• Your goal
Retype the listing that follows, exactly as written.

• Dataset records
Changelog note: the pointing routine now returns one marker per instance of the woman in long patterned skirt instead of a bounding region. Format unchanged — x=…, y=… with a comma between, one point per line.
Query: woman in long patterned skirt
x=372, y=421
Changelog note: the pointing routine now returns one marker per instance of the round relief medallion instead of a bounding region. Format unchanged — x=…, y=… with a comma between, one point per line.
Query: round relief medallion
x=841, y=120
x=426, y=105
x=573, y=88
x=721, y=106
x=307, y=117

• Response to the exercise
Changelog note: the pointing routine now returns one marker per instance of the woman in long patterned skirt instead of a bounding region. Format unchanged — x=…, y=… with a comma between, one point per line.
Query: woman in long patterned skirt
x=372, y=421
Changelog note: the pointing routine now returns one marker per instance of the round relief medallion instead of a bounding region. Format unchanged — x=…, y=… with a comma between, one point per line.
Query: round relief medallion
x=841, y=120
x=426, y=105
x=573, y=88
x=721, y=106
x=307, y=117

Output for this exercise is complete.